* Problem statement *
The answer must be the full set of records, repeated exactly.

Data extract below:

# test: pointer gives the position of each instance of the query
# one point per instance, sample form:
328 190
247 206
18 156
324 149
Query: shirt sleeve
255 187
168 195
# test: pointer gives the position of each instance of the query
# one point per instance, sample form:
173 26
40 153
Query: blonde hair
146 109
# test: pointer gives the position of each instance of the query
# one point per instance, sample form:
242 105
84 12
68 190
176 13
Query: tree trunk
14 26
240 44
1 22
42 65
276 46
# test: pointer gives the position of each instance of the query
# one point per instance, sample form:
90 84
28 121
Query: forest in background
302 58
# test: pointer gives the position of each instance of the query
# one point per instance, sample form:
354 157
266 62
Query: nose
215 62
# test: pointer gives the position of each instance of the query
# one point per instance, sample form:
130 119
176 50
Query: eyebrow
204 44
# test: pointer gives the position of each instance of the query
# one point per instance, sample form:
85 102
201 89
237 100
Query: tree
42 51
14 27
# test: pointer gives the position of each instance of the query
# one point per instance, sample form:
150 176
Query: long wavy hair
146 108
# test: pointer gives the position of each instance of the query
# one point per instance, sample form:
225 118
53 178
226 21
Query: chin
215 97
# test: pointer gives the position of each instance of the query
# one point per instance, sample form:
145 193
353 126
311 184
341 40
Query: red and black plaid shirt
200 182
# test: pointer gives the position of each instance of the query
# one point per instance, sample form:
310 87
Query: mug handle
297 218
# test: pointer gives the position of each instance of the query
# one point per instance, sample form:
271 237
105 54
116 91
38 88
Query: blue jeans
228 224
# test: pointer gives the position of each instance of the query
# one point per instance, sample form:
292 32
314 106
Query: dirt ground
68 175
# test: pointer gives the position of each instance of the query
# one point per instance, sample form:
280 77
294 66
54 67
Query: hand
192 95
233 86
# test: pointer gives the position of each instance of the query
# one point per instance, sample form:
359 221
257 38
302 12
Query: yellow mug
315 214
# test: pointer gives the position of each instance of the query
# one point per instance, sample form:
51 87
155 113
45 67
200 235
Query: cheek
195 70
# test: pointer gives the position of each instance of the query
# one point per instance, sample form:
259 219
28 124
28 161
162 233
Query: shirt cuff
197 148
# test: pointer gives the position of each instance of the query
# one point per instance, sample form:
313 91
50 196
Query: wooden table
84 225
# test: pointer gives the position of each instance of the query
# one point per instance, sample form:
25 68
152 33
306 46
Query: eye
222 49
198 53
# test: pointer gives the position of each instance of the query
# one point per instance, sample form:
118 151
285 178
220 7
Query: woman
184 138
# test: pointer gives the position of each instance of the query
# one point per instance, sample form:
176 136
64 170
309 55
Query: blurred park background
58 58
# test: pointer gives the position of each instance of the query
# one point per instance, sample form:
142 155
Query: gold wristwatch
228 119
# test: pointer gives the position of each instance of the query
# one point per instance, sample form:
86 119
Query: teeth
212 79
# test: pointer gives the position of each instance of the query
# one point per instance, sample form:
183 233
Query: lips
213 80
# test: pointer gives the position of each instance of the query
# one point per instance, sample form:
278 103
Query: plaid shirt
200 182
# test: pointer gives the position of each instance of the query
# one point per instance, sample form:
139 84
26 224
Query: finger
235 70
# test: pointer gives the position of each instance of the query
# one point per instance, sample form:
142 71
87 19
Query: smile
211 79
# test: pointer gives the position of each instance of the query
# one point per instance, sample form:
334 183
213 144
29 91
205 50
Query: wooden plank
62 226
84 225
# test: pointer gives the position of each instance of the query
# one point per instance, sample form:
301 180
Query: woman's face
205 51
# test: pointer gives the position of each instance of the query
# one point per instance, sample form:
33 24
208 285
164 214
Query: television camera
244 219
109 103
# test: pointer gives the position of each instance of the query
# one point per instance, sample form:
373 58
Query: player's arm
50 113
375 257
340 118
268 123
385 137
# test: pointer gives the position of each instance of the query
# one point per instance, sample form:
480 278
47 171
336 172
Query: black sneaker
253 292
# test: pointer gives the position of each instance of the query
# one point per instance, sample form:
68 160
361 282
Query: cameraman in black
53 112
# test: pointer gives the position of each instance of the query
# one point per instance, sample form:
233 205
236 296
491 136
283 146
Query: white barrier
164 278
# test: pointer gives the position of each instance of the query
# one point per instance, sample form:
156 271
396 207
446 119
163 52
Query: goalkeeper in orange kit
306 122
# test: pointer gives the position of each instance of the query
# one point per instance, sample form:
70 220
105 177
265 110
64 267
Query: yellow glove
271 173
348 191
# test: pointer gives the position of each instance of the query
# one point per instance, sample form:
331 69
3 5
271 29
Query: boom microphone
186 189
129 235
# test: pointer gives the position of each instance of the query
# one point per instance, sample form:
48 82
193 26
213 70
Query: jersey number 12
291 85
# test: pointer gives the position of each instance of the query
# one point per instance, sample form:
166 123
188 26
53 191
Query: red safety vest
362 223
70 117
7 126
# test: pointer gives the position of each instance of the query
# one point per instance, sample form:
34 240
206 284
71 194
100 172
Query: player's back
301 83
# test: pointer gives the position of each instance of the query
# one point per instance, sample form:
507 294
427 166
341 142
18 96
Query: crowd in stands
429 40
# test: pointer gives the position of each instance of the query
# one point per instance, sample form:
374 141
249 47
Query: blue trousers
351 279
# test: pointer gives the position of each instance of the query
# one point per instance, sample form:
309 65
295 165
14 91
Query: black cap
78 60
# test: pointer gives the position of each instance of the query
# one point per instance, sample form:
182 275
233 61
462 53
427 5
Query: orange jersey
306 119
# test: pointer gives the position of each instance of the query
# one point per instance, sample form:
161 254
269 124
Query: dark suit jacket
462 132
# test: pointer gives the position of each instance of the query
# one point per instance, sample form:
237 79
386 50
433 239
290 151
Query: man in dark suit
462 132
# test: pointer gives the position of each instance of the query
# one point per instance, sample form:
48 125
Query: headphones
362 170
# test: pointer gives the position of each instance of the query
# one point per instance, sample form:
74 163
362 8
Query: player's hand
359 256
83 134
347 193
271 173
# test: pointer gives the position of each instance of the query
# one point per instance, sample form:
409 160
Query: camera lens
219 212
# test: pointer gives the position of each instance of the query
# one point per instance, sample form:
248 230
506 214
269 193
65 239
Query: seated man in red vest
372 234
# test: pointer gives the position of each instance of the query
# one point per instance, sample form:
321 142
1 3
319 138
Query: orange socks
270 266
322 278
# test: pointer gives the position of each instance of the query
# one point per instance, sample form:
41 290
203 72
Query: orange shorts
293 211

End of Data extract.

* Written reply *
# test: pointer gives the position of each instance of the query
# one point per instance, sample form:
328 190
247 206
18 156
324 149
Query: shirt sleeve
255 187
168 195
# test: pointer gives the position of each instance of the query
# one point per instance, sample form:
173 26
40 153
Query: blonde hair
146 109
# test: pointer gives the position of each instance of the query
# one point per instance, sample form:
242 105
84 12
68 190
176 13
Query: tree trunk
14 26
240 44
1 22
42 65
276 46
# test: pointer gives the position of each instance of the query
# one point per instance, sample form:
90 84
28 121
Query: forest in background
302 58
# test: pointer gives the position of each instance of the query
# one point per instance, sample form:
354 157
266 62
Query: nose
215 62
# test: pointer gives the position of each instance of the query
# one point per instance, sample form:
130 119
176 50
Query: eyebrow
204 44
# test: pointer gives the position of each instance of the query
# one point per instance, sample form:
85 102
201 89
237 100
Query: tree
42 51
14 27
# test: pointer gives the position of each instance of the query
# one point per instance, sample form:
150 176
Query: long wavy hair
146 108
# test: pointer gives the position of each instance of the query
# one point per instance, sample form:
225 118
53 178
226 21
Query: chin
215 97
# test: pointer gives the position of each instance of the query
# one point per instance, sample form:
145 193
353 126
311 184
341 40
Query: red and black plaid shirt
200 182
# test: pointer gives the position of each instance of the query
# one point per instance, sample form:
310 87
Query: mug handle
297 218
# test: pointer gives the position of each instance of the query
# one point per instance, sample form:
271 237
105 54
116 91
38 88
Query: blue jeans
228 224
# test: pointer gives the position of each instance of the query
# one point per instance, sample form:
292 32
314 106
Query: dirt ground
68 175
# test: pointer gives the position of each instance of the query
# one point per instance, sample form:
280 77
294 66
54 67
Query: hand
192 95
233 86
# test: pointer gives the position of each instance of the query
# one point per instance, sample form:
359 221
257 38
302 12
Query: yellow mug
315 214
# test: pointer gives the position of each instance of the query
# one point per instance, sample form:
51 87
155 113
45 67
200 235
Query: cheek
195 70
# test: pointer gives the position of each instance of the query
# one point per instance, sample form:
259 219
28 124
28 161
162 233
Query: shirt cuff
197 148
# test: pointer gives the position of each instance of the query
# one point per instance, sample form:
313 91
50 196
Query: wooden table
84 225
# test: pointer gives the position of each instance of the query
# one point per instance, sample form:
25 68
152 33
306 46
Query: eye
222 49
198 53
# test: pointer gives the position of each instance of the query
# one point per instance, sample form:
118 151
285 178
220 7
Query: woman
184 138
# test: pointer gives the position of each instance of the query
# one point per instance, sample form:
176 136
64 170
309 55
Query: blurred park background
58 58
# test: pointer gives the position of each instance of the query
# one point per instance, sample form:
142 155
Query: gold wristwatch
228 119
# test: pointer gives the position of each instance of the query
# one point per instance, sample form:
86 119
Query: teeth
212 79
# test: pointer gives the position of each instance of the query
# one point per instance, sample form:
183 233
Query: lips
213 80
# test: pointer gives the position of each instance of the query
# one point per instance, sample form:
278 103
Query: plaid shirt
200 182
# test: pointer gives the position of each instance of the query
# one point per instance, sample form:
139 84
26 224
Query: finger
235 70
# test: pointer gives the position of each instance of the query
# one point per instance, sample form:
142 71
87 19
Query: smile
211 79
# test: pointer gives the position of each instance of the query
# one point per instance, sample form:
334 183
213 144
29 91
205 50
Query: wooden plank
62 226
84 225
# test: pointer gives the position of each instance of the query
# one point per instance, sample form:
301 180
Query: woman's face
205 51
# test: pointer gives the position of each instance of the query
# one point per instance, sample form:
33 24
208 285
164 214
Query: television camera
244 219
109 103
# test: pointer gives the position of each instance of the query
# one point per instance, sample form:
373 58
Query: player's arm
50 113
375 257
340 118
268 123
385 137
# test: pointer gives the position of each instance of the query
# one point per instance, sample form:
480 278
47 171
336 172
Query: black sneaker
253 292
# test: pointer gives the position of each instance of the query
# one point per instance, sample form:
68 160
361 282
Query: cameraman in black
53 112
# test: pointer gives the position of each instance of the query
# one point per instance, sample form:
233 205
236 296
491 136
283 146
Query: white barrier
164 278
# test: pointer gives the position of each instance of the query
# one point per instance, sample form:
156 271
396 207
446 119
163 52
Query: goalkeeper in orange kit
306 122
# test: pointer gives the position of each instance of the query
# one point per instance, sample form:
70 220
105 177
265 110
64 267
Query: yellow glove
271 173
348 191
# test: pointer gives the position of each instance of the query
# one point per instance, sample form:
331 69
3 5
271 29
Query: boom microphone
186 189
129 235
# test: pointer gives the position of each instance of the query
# one point per instance, sample form:
48 82
193 26
213 70
Query: jersey number 12
291 85
# test: pointer gives the position of each instance of the query
# one point per instance, sample form:
166 123
188 26
53 191
Query: red safety vest
362 223
70 117
7 126
# test: pointer gives the position of each instance of the query
# one point per instance, sample form:
34 240
206 284
71 194
100 172
Query: player's back
301 83
# test: pointer gives the position of each instance of the query
# one point per instance, sample form:
507 294
427 166
341 142
18 96
Query: crowd in stands
429 40
# test: pointer gives the position of each instance of the query
# one point per instance, sample form:
374 141
249 47
Query: blue trousers
351 279
# test: pointer gives the position of each instance of the query
# one point per instance, sample form:
309 65
295 165
14 91
Query: black cap
78 60
# test: pointer gives the position of each instance of the query
# one point per instance, sample form:
182 275
233 61
462 53
427 5
Query: orange jersey
306 119
# test: pointer gives the position of each instance of the query
# one point per instance, sample form:
161 254
269 124
Query: dark suit jacket
462 132
# test: pointer gives the position of each instance of the query
# one point per instance, sample form:
237 79
386 50
433 239
290 151
Query: man in dark suit
462 132
# test: pointer gives the position of each instance of the query
# one point per instance, sample form:
48 125
Query: headphones
362 170
# test: pointer gives the position of each instance of the query
# one point per instance, sample form:
74 163
362 8
Query: player's hand
359 256
83 134
347 193
271 173
# test: pointer gives the position of each instance of the query
# one point per instance, sample form:
409 160
Query: camera lens
219 212
# test: pointer gives the position of each instance of the query
# one point per instance, sample form:
248 230
506 214
269 193
65 239
Query: seated man in red vest
372 234
# test: pointer gives the position of each instance of the query
# one point per instance, sample form:
321 142
1 3
319 138
Query: orange socks
270 266
322 278
# test: pointer gives the position of each instance of the query
# one point per instance, sample form:
41 290
203 72
Query: orange shorts
293 211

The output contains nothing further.